Repeat all of the records verbatim.

====== DATA RECORDS ======

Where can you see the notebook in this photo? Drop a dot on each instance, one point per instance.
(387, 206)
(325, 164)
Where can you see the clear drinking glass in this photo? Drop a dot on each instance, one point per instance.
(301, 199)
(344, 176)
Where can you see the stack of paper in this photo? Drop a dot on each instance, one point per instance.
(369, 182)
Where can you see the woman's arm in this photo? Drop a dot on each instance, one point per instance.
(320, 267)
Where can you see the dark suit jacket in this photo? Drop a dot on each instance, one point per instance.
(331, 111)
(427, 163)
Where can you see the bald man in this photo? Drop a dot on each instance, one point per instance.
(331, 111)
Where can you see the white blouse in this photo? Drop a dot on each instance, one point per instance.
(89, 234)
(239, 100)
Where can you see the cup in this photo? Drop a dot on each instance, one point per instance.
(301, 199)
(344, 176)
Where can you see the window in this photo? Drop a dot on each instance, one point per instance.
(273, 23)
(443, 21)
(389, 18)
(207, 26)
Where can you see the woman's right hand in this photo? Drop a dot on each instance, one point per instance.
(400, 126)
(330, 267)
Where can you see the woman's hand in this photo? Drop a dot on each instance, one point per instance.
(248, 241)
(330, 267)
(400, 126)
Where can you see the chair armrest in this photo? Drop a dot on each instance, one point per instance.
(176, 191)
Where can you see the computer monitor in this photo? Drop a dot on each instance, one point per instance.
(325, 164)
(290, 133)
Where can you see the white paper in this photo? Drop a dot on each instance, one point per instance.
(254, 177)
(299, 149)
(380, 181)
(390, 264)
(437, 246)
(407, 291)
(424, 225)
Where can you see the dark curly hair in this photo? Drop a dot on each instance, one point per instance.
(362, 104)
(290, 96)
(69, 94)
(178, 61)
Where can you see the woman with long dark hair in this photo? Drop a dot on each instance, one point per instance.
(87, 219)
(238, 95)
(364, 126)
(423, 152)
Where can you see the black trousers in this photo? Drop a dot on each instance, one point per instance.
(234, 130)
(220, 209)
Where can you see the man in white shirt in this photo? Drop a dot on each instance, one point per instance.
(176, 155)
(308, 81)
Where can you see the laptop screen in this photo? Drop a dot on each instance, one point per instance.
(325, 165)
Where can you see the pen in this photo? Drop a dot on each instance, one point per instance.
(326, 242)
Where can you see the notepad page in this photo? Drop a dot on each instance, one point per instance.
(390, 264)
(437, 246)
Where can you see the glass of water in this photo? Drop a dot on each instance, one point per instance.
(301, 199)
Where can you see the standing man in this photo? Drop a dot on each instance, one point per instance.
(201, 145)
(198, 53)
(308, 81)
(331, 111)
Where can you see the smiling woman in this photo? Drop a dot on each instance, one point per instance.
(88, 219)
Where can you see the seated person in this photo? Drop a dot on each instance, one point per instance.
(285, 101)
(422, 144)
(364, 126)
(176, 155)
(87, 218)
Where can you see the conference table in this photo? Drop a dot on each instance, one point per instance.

======

> _TASK RESPONSE_
Where can you see the notebook in this photo? Drop a dot on each instance, one point per instance.
(387, 206)
(325, 164)
Where can you see the clear drinking glass in this photo? Drop a dot on each instance, one point per instance.
(301, 199)
(344, 176)
Where can you see the stack of paper in this photo? Drop a dot on each instance, one point per instance.
(369, 182)
Where can you see the woman's arm in this photo? Drop a dot on each instance, one point per instance.
(320, 267)
Where can you see the dark suit jacket in this photo? Drop a dot on each instance, one point per instance.
(331, 111)
(427, 163)
Where can you see the bald man in this photo? Drop a dot on each instance, one point per instance.
(331, 111)
Where can you see the white blouse in this photo? Drop a dot on each instance, one point per instance.
(89, 234)
(239, 100)
Where can you see the cup in this photo? Drop a dot on each instance, one point per instance.
(301, 199)
(344, 176)
Where can you see the window in this photo? Drop a dot on each instance, one point per instance.
(273, 23)
(443, 21)
(389, 18)
(207, 26)
Where can you see the woman's right hand in this photo? Drop a dot on each instance, one point per instance.
(400, 126)
(330, 267)
Where can you see the woman's hand in this photo? Drop a dot on each instance, one point per instance.
(248, 241)
(330, 267)
(400, 126)
Where can you see the chair armrest in this photo? Drop a dot on each instance, one point per instance.
(176, 191)
Where can you see the computer monitor in this photo? Drop a dot on each instance, one point per instance.
(325, 164)
(290, 133)
Where can you see the white paper in this photo? Drop a dot on each instance, one point per instance.
(254, 177)
(299, 149)
(380, 181)
(390, 264)
(437, 246)
(407, 291)
(424, 225)
Where can you see the dark curly hair in this photo? Drop a dot on each instance, one point per instance.
(362, 104)
(290, 96)
(69, 94)
(178, 61)
Where can you see the woman with long dark hair in this photo? Drop a dot on each instance, one point per instance.
(87, 219)
(238, 95)
(364, 126)
(423, 152)
Where can you see the black trousers in this photo? Drop a dot on each instance, one point per instance.
(234, 130)
(220, 209)
Where can you see the man in white shirt in this photo? Drop a dot on each instance, one point per instance.
(176, 155)
(308, 81)
Where can you see the laptop screen in this photo? Drop a dot on each instance, one point per instance.
(325, 165)
Where can you see the pen in this photo? Drop a dot on each instance, one point per instance.
(326, 242)
Where can you see the notepad page in this photo? Drop a dot on each instance, one point per instance.
(390, 264)
(437, 246)
Where can you see the glass of water in this photo? Drop a dot on each instance, one point per instance.
(301, 199)
Where can you see the standing man in this photo? Drop a dot on each instance, one point per instance.
(201, 145)
(198, 53)
(308, 81)
(331, 111)
Where can you see the smiling woman in this photo? Drop a dot on each instance, one point per instance.
(88, 219)
Where can you see the seated person in this photo? Drop a dot on each instance, one point per instance.
(285, 101)
(422, 144)
(364, 126)
(176, 155)
(87, 218)
Where can you see the conference table in this photo? Drop a dot on each instance, one point per instance.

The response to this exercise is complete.